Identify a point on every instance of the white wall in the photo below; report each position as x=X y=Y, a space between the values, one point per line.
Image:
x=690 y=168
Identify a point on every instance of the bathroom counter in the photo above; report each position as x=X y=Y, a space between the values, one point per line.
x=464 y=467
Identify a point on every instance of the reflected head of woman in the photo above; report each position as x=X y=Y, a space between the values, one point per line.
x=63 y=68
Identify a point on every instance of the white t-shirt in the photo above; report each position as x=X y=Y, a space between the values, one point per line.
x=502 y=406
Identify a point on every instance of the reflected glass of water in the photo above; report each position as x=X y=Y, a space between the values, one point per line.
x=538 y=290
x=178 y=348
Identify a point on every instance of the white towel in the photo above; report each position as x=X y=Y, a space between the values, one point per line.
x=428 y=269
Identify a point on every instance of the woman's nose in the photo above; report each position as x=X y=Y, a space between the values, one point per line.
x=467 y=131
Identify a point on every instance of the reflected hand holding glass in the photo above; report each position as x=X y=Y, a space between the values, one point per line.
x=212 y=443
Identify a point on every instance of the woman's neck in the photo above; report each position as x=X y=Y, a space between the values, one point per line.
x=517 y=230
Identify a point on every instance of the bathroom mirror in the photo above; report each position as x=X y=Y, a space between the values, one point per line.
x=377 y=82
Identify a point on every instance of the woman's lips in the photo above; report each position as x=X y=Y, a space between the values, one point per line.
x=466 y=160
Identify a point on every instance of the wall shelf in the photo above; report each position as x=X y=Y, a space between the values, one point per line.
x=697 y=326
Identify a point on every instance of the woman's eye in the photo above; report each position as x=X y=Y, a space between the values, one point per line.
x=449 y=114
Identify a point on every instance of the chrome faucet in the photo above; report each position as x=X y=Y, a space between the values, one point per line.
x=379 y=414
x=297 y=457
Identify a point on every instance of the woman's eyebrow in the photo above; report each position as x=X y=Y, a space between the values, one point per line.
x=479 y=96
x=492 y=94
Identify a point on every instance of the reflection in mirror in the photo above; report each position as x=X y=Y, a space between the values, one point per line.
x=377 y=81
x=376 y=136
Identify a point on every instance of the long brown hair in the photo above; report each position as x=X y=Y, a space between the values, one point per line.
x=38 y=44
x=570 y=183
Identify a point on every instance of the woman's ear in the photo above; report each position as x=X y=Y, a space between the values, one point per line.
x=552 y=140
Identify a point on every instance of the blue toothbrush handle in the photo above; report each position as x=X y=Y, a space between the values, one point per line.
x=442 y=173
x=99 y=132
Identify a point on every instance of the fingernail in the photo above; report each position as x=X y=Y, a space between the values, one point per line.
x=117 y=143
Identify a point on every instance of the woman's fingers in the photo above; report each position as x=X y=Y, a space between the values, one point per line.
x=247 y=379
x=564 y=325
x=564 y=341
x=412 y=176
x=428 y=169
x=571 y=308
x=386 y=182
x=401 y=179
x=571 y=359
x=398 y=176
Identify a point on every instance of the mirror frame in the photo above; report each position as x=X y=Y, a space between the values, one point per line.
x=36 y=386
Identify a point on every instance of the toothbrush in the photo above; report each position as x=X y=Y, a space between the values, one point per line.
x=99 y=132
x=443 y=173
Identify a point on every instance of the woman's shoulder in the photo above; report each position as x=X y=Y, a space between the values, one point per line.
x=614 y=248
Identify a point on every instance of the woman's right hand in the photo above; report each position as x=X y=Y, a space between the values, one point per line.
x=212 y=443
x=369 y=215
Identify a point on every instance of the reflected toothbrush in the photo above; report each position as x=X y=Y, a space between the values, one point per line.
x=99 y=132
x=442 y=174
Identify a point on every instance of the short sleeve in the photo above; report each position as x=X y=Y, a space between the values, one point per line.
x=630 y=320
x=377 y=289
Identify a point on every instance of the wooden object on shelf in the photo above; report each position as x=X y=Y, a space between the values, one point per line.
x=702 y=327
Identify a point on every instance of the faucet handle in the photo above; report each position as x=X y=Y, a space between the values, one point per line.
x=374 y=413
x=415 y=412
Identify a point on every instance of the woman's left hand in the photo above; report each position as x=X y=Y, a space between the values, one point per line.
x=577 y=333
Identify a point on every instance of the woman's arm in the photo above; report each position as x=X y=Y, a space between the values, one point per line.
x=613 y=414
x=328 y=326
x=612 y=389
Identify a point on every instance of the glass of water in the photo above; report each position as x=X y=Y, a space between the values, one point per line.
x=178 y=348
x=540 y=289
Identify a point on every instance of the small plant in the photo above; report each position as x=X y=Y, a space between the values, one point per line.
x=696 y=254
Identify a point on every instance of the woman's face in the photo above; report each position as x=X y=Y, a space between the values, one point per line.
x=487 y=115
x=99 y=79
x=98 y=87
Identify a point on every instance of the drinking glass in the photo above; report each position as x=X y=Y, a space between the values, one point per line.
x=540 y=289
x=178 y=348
══════════════════════════════
Task to carry out. Repeat everything in the data above from the line that contains "Identify a point on every instance of the wall" down to the line that contains "x=376 y=136", keeping each line unchanged.

Solution.
Identify a point on every instance of the wall shelf in the photo above; report each position as x=X y=Y, a space between the values, one point per line.
x=697 y=326
Identify a point on every instance of the woman's eye in the photo above; report each position as x=X y=Y, a space between the values, one point per line.
x=449 y=114
Identify a point on every instance of the chrome faucet in the photo above; report each position as x=X y=Y, a space between the values, one point per line.
x=379 y=414
x=297 y=457
Identify a point on every instance of the woman's eyebrow in the photo above; report each position as x=X y=Y, a space between the values, one point per line.
x=479 y=96
x=492 y=94
Identify a point on every instance of the reflection in mirror in the photo above; report each position as x=X y=Y, a space between the values, one point per line.
x=377 y=81
x=376 y=136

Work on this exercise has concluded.